**INPUT MATERIAL**
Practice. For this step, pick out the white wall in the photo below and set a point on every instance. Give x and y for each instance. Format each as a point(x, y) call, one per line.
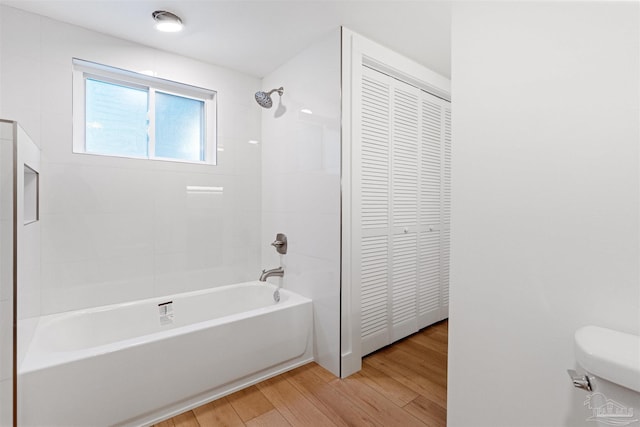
point(6, 273)
point(545, 201)
point(301, 185)
point(122, 229)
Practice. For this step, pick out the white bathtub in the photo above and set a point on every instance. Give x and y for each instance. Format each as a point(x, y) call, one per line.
point(132, 364)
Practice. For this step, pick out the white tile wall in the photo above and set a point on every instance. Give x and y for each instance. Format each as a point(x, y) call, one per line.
point(120, 229)
point(301, 185)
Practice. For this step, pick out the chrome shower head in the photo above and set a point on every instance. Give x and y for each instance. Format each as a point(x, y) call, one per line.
point(264, 98)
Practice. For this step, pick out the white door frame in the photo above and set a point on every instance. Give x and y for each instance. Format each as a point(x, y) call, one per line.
point(356, 52)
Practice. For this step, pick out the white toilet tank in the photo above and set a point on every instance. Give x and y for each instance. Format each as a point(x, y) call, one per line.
point(611, 360)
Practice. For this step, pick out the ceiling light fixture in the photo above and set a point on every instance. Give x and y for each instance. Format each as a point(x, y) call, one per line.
point(167, 21)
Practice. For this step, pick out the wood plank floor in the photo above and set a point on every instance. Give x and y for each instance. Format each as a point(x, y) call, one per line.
point(401, 385)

**EXERCISE GOAL**
Replace "plank" with "board" in the stretch from the line containing "Practice. For this step, pick out the wood" through the end of the data, and write out that stretch again with everything else left unchanged.

**WRITTEN ANSWER**
Practice. For this step, pick out the wood board floor in the photo above and set a point on every instance. Give x and y for each instance. Format each as a point(x, y) call, one per line.
point(401, 385)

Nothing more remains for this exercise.